To do → Copy the records word for word. Pictures do not go in.

Provided entries →
══════════════════════════════

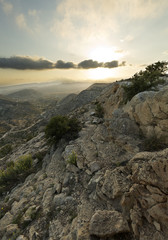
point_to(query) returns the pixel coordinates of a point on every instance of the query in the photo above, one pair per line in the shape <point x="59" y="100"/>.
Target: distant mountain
<point x="11" y="110"/>
<point x="25" y="95"/>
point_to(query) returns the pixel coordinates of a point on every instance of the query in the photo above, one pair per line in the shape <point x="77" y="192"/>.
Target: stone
<point x="107" y="224"/>
<point x="94" y="167"/>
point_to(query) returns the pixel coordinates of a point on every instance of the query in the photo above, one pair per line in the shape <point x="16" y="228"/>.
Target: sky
<point x="80" y="40"/>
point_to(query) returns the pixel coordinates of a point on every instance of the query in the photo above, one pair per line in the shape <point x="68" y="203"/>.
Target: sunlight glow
<point x="105" y="54"/>
<point x="100" y="73"/>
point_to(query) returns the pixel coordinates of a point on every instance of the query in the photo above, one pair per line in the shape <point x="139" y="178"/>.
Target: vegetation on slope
<point x="146" y="80"/>
<point x="62" y="127"/>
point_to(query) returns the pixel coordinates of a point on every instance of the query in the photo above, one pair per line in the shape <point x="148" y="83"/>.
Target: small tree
<point x="61" y="126"/>
<point x="99" y="110"/>
<point x="145" y="80"/>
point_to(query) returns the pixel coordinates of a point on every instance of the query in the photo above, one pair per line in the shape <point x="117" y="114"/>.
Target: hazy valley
<point x="108" y="183"/>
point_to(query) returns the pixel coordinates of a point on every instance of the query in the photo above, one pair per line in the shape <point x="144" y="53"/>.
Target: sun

══════════════════════════════

Response area →
point_to(query) returns the pixel coordinates of a point on every instance of the query in the photo above, one pair per line in the shape <point x="59" y="100"/>.
Target: distant mountain
<point x="11" y="110"/>
<point x="25" y="95"/>
point_to(query) returns the pixel coordinates of a point on every instance of the query in the photo above, one pair per line in the shape <point x="77" y="192"/>.
Target: stone
<point x="107" y="224"/>
<point x="94" y="167"/>
point_to(query) returns the pixel coordinates of a point on every instance of the query in the photo above, one pair per line in the shape <point x="16" y="228"/>.
Target: sky
<point x="80" y="40"/>
point_to(query) returns the pixel coordinates of a point on every instance of the query in the photo above, one pair per line in the shape <point x="68" y="203"/>.
Target: sunlight glow
<point x="105" y="54"/>
<point x="100" y="73"/>
point_to(query) returns the pixel coordinates of a point on every instance of the query in the photo above, one pair per line in the shape <point x="139" y="178"/>.
Target: vegetation on slope
<point x="146" y="80"/>
<point x="62" y="127"/>
point_to(query) returns the pixel coordinates of a point on every instance of the query in the photo above, one pair per line in the shape <point x="148" y="83"/>.
Target: small tree
<point x="61" y="126"/>
<point x="99" y="110"/>
<point x="145" y="80"/>
point_to(query) returns the pixel coordinates of a point on every instance of the query in the photo above, one pair per line in the shape <point x="117" y="114"/>.
Target: hazy valley
<point x="108" y="183"/>
point_to(query) returns the pixel coordinates of a point on every instance of the query in the photo above, one pair per line in the shape <point x="144" y="53"/>.
Target: sun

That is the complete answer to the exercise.